§ **FRAGMENTO CITADO**:

+===+

# Fuente play statión 2



## julio barrerto (Jul 13, 2013)

buen día. 

tengo una fuente interna de play station 2, modelo: SCPH-90010
En la que se le daño un diodo zener cuando lo estaba extrayendo se me rompió 
entonces no  pude saber de cuantos voltios era el diodo.
la referencia de la fuente es:  EADP-34CF A  
El diodo al que me refiero es el: ZD 2  

la imagen de la fuente es esta: http://obrazki.elektroda.pl/4343648500_1333098792.jpg

y el diodo es es que esta en el angulo inferior derecho ( el rojo)  

muchas gracias al que pueda suministrar el diagrama para saber el valor del zener.


----------



## Ryuzaki117 (Jul 14, 2013)

Te refieres al diodo Negro que aparece debajo del diodo zener o al diodo zener debajo del cuadro rojo, si es del Negro trata de conseguir uno como el que esta alado de el, busca el mismo modelo o sustituto y debe funcionar y pues para sustituir el diodo zener trata de saber cual era el voltaje de salida de la fuente y  con eso colocas algun zener a esa salid o ligeramente más  , 
fuente: http://electronica.yoreparo.com/electronica/608992_0.html
claro no es la misma fuente, pero el mismo problema


----------



## Daniel Lopes (Jul 14, 2013)

julio barrerto dijo:


> buen día.
> 
> tengo una fuente interna de play station 2, modelo: SCPH-90010
> En la que se le daño un diodo zener cuando lo estaba extrayendo se me rompió
> ...

+===+

§ **DATOS PROPORCIONADOS**:

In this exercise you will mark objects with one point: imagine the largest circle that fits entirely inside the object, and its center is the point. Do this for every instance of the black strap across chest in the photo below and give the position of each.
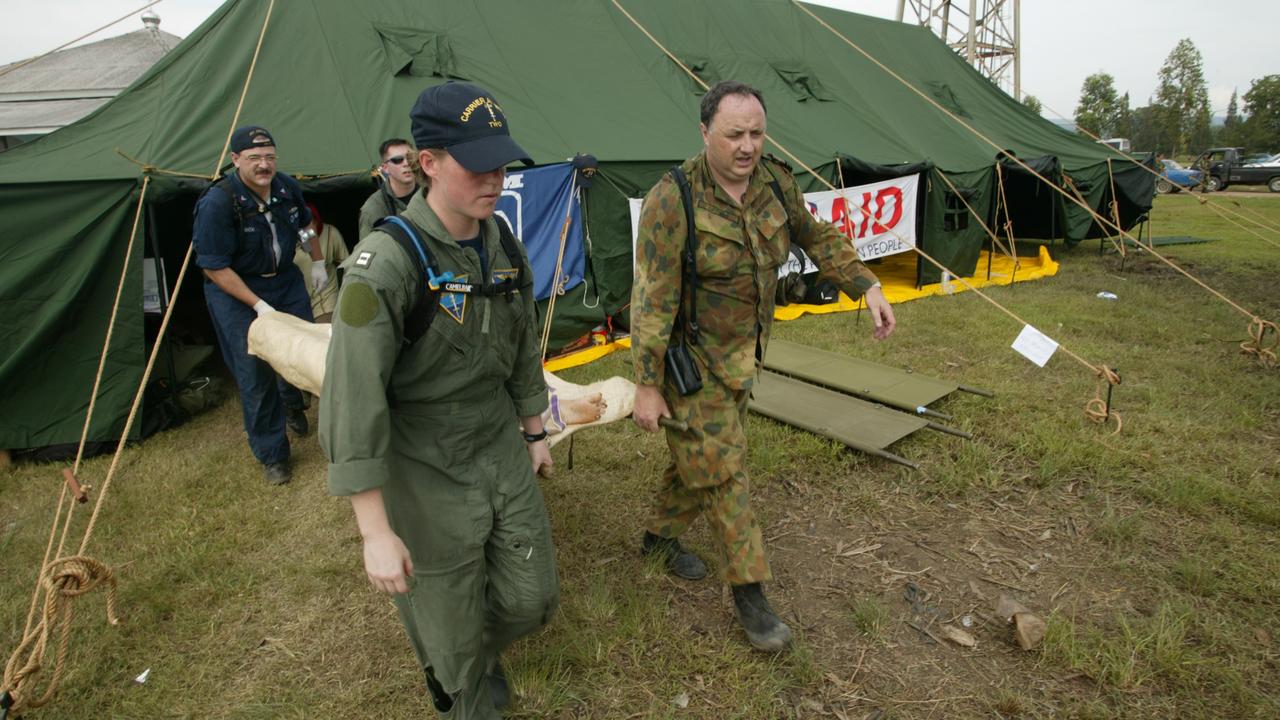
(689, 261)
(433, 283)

+===+

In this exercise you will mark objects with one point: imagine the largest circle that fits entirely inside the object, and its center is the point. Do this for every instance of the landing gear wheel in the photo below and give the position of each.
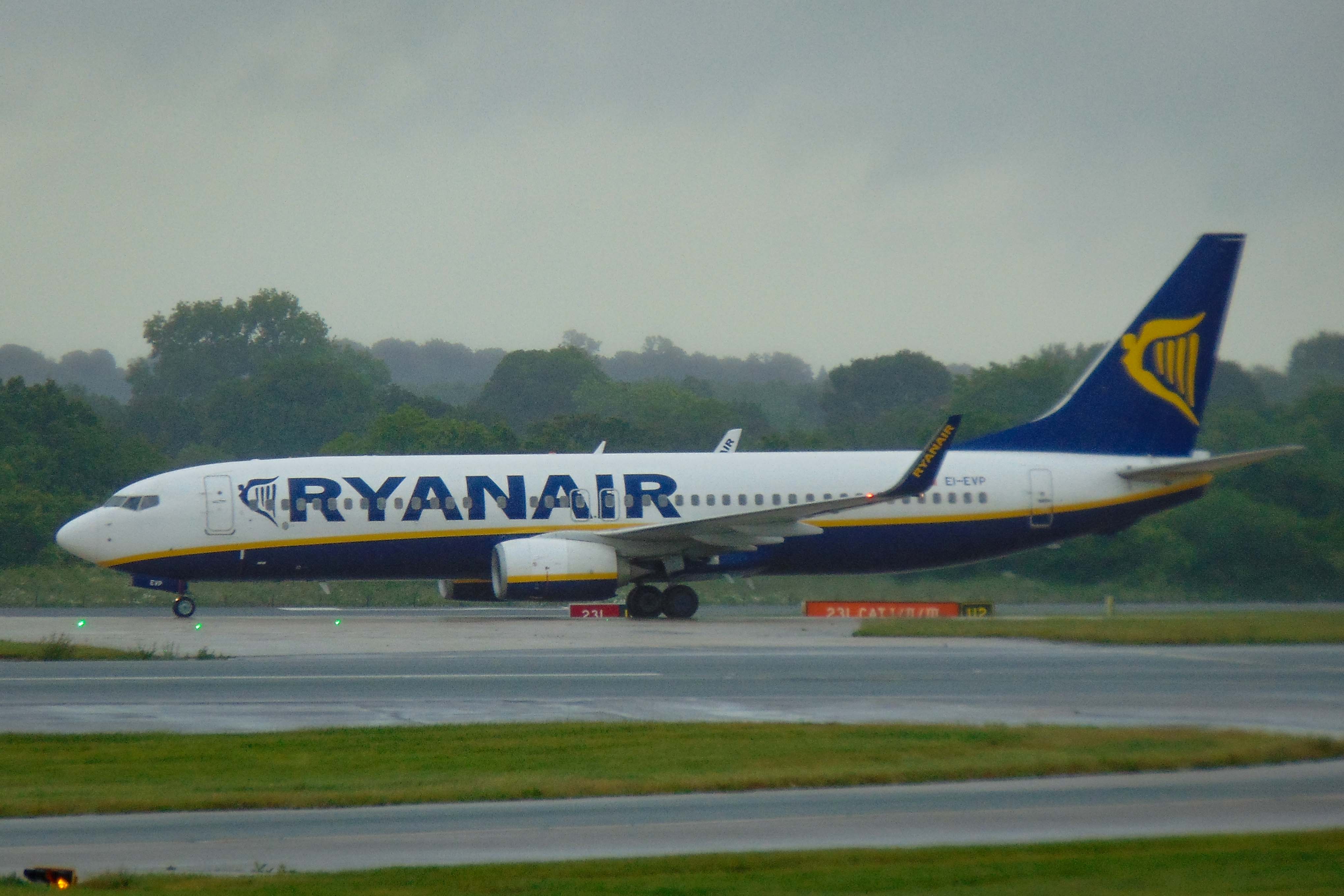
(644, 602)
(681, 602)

+===+

§ **EJERCICIOS PROPUESTOS**:
a: Transcriba del texto sobre la fuente de PlayStation 2 el tramo que va desde "la imagen de" hasta "derecho ( el rojo)", ambos incluidos.
b: Enumere los nombres de usuario de todas las personas que publican un mensaje en el texto sobre la fuente de PlayStation 2.

§ **RESPUESTAS EN ORDEN**:
a:
la imagen de la fuente es esta: http://obrazki.elektroda.pl/4343648500_1333098792.jpg

y el diodo es es que esta en el angulo inferior derecho ( el rojo)

b:
julio barrerto
Ryuzaki117
Daniel Lopes